EXERCISE DESCRIPTION
Answer these from the Circuit Trails post:
(a) Who contributed the post, and what is her position?
(b) How many miles of trails does the action plan aim to complete by 2025?
(c) How long will the completed trail network be under the long-term goal?

EXCERPT PROVIDED
This guest post was contributed by Sarah Clark Stuart, Executive Director of the Bicycle Coalition of Greater Philadelphia, one of PEC’s key partners in the Circuit Trails Coalition.
The Circuit Trails Coalition has big plans for the future of the Circuit Trails network, and to make those plans a reality, it recently released an action plan that will guide the Greater Philadelphia region towards reaching its goal of completing 500 miles of trails by 2025.
To build a trail network like the Circuit, it takes a village. There are a variety of entities that have to work together to obtain funding, secure approvals and right-of-way, and so much more. And it’s not always a straight line from planned to progress. Sometimes trails can be completely funded, but lack one of the other elements needed to move into construction. And when planned trails get stuck at any point along the way, progress towards the long-term of goal of a completed 800-plus mile trail network slows down.

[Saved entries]
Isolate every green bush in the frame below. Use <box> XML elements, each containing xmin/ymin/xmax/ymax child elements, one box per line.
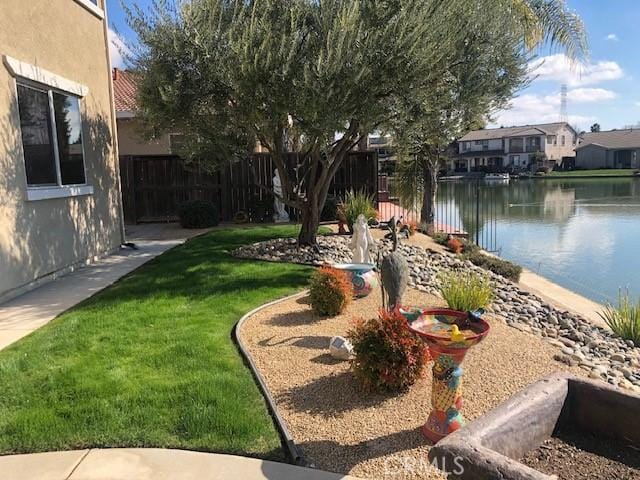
<box><xmin>347</xmin><ymin>309</ymin><xmax>429</xmax><ymax>392</ymax></box>
<box><xmin>439</xmin><ymin>271</ymin><xmax>493</xmax><ymax>312</ymax></box>
<box><xmin>178</xmin><ymin>200</ymin><xmax>220</xmax><ymax>228</ymax></box>
<box><xmin>598</xmin><ymin>293</ymin><xmax>640</xmax><ymax>347</ymax></box>
<box><xmin>463</xmin><ymin>250</ymin><xmax>522</xmax><ymax>282</ymax></box>
<box><xmin>341</xmin><ymin>190</ymin><xmax>378</xmax><ymax>230</ymax></box>
<box><xmin>309</xmin><ymin>267</ymin><xmax>353</xmax><ymax>317</ymax></box>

SOLUTION TO THIS EXERCISE
(a) Sarah Clark Stuart, Executive Director of the Bicycle Coalition of Greater Philadelphia
(b) 500 miles
(c) 800-plus miles